[DATASET Boundary: Start]

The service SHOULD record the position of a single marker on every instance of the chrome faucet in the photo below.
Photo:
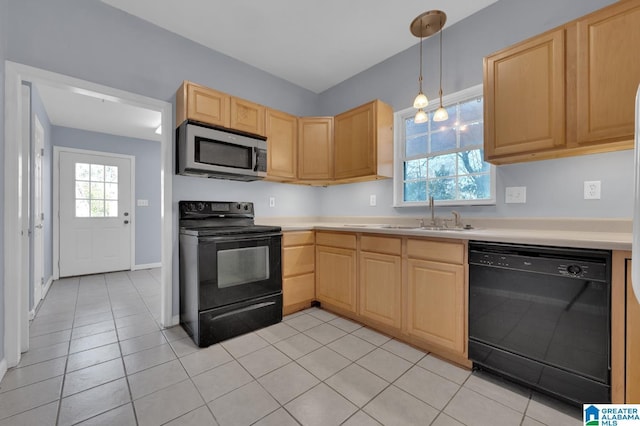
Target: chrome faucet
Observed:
(457, 219)
(433, 213)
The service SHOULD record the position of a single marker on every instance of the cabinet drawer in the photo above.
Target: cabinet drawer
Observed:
(381, 244)
(298, 289)
(298, 260)
(438, 251)
(336, 240)
(297, 238)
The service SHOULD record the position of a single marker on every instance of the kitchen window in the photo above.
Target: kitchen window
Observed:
(443, 159)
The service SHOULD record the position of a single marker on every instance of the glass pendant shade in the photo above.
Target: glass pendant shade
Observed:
(420, 101)
(440, 114)
(421, 117)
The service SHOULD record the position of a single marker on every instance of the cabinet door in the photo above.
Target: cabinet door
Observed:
(296, 290)
(315, 148)
(207, 105)
(608, 73)
(336, 277)
(633, 343)
(436, 304)
(354, 144)
(247, 116)
(380, 288)
(297, 260)
(282, 140)
(524, 97)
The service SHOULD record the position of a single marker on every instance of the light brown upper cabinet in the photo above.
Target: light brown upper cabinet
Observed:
(282, 140)
(247, 116)
(315, 148)
(525, 97)
(363, 142)
(608, 73)
(569, 91)
(199, 103)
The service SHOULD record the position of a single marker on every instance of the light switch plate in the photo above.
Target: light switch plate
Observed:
(592, 190)
(515, 195)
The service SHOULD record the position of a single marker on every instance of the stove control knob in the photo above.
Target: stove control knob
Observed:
(574, 269)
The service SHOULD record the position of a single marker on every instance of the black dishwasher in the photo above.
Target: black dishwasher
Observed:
(541, 316)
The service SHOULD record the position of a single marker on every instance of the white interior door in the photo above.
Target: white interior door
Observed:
(95, 213)
(38, 213)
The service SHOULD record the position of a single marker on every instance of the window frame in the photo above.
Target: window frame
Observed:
(399, 153)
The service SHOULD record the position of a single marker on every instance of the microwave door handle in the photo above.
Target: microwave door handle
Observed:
(255, 158)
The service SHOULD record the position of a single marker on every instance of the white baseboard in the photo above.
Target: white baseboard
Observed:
(47, 287)
(146, 266)
(175, 320)
(3, 368)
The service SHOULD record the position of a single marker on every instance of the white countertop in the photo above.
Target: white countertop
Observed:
(598, 234)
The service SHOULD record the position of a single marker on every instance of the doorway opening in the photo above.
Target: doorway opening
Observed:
(16, 289)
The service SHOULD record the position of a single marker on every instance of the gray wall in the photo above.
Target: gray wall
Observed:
(37, 108)
(92, 41)
(147, 181)
(4, 36)
(554, 187)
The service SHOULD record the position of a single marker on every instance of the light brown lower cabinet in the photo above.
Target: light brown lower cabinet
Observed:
(625, 333)
(435, 303)
(298, 270)
(412, 289)
(380, 280)
(336, 270)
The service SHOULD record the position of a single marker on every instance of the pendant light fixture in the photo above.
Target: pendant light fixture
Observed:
(421, 100)
(441, 113)
(423, 26)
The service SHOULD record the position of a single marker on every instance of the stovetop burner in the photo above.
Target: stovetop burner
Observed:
(216, 218)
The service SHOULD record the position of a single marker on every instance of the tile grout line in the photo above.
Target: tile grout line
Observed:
(124, 367)
(66, 363)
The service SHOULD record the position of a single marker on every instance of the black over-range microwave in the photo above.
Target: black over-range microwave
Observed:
(219, 153)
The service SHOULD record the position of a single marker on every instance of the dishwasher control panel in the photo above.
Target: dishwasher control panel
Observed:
(542, 263)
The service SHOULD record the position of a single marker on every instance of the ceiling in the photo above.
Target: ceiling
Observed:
(91, 111)
(313, 44)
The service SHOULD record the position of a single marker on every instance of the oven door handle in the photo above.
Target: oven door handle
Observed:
(239, 238)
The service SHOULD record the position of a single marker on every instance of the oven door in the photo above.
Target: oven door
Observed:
(236, 268)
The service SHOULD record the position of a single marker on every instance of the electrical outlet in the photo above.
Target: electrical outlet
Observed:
(592, 190)
(515, 195)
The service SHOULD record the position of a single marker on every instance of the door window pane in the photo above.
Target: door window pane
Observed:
(96, 190)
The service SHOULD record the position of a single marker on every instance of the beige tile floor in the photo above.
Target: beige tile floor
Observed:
(98, 357)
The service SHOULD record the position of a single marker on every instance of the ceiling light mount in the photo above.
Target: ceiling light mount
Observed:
(428, 23)
(425, 25)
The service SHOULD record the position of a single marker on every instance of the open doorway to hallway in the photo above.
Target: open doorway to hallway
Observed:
(17, 288)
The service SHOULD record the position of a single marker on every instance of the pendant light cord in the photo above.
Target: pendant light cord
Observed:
(420, 76)
(440, 64)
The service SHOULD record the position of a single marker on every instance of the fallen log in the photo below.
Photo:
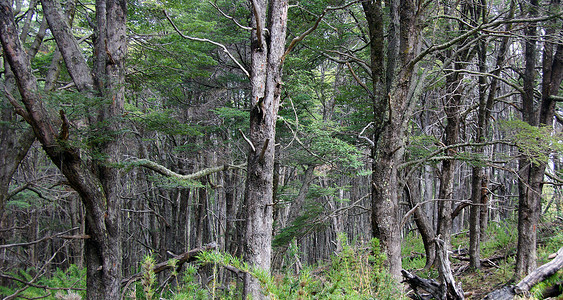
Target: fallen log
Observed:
(185, 257)
(526, 284)
(445, 290)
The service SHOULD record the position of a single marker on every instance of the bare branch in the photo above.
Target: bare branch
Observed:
(248, 141)
(17, 107)
(258, 23)
(310, 30)
(476, 29)
(365, 137)
(358, 79)
(432, 155)
(185, 257)
(37, 241)
(207, 41)
(162, 170)
(229, 17)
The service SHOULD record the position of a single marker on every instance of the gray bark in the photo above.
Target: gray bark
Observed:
(266, 69)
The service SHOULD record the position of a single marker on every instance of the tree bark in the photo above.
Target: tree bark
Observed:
(266, 70)
(393, 93)
(531, 174)
(97, 184)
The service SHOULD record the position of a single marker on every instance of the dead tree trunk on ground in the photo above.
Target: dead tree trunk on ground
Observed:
(526, 284)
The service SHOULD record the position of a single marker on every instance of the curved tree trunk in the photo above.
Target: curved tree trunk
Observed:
(266, 83)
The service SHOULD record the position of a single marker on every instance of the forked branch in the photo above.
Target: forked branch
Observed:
(191, 38)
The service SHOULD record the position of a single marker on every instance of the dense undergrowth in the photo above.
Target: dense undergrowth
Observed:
(356, 272)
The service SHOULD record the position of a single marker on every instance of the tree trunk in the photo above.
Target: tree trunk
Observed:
(393, 96)
(98, 184)
(266, 88)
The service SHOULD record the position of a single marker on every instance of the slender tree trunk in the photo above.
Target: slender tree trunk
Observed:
(393, 93)
(98, 185)
(532, 173)
(266, 88)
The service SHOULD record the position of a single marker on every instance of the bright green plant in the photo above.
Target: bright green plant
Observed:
(148, 278)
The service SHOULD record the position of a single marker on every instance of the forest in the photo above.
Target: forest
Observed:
(281, 149)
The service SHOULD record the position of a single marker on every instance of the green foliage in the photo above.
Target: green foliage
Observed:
(552, 280)
(357, 272)
(412, 251)
(68, 282)
(536, 143)
(148, 278)
(164, 121)
(502, 236)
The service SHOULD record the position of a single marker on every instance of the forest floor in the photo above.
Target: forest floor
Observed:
(498, 257)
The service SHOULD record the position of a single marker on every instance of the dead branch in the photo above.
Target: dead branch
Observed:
(508, 292)
(162, 170)
(208, 41)
(312, 28)
(181, 259)
(37, 241)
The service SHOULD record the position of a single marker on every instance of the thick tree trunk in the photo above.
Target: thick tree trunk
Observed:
(266, 88)
(97, 186)
(392, 97)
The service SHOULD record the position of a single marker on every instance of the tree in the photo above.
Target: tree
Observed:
(394, 91)
(531, 172)
(96, 180)
(268, 48)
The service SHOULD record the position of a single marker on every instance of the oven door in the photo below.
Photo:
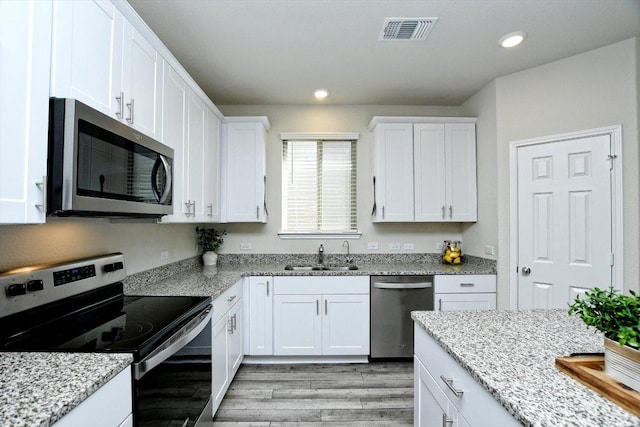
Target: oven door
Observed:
(172, 386)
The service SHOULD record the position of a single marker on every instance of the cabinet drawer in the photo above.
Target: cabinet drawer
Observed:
(475, 403)
(226, 300)
(316, 285)
(471, 283)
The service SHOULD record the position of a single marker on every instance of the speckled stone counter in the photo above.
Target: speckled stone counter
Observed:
(512, 354)
(192, 279)
(38, 389)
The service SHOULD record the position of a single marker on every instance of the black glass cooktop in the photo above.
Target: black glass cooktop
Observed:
(116, 324)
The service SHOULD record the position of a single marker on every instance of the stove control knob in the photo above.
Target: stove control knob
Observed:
(16, 289)
(35, 285)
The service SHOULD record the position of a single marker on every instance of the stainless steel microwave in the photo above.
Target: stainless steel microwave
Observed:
(98, 166)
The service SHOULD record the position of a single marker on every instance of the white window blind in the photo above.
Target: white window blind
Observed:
(319, 186)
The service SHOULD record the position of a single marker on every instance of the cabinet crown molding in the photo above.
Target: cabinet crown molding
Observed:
(418, 119)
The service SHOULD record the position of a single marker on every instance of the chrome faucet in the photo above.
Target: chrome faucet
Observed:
(349, 259)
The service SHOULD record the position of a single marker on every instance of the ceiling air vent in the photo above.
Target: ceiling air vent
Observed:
(406, 28)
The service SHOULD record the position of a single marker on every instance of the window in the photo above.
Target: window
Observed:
(319, 185)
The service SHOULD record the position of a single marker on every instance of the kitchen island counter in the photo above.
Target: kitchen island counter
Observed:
(38, 389)
(512, 355)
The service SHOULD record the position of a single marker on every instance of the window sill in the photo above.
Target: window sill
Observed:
(316, 236)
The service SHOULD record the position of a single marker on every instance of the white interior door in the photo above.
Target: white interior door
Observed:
(564, 220)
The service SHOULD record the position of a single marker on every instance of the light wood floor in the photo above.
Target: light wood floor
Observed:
(319, 394)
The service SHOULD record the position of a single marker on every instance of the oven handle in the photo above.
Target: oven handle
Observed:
(141, 368)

[DATASET Boundary: End]

→ EXERCISE GOAL
Using the data above, report how many lines include the string "foliage" and add nothing to the number.

→ EXERCISE OUTPUT
2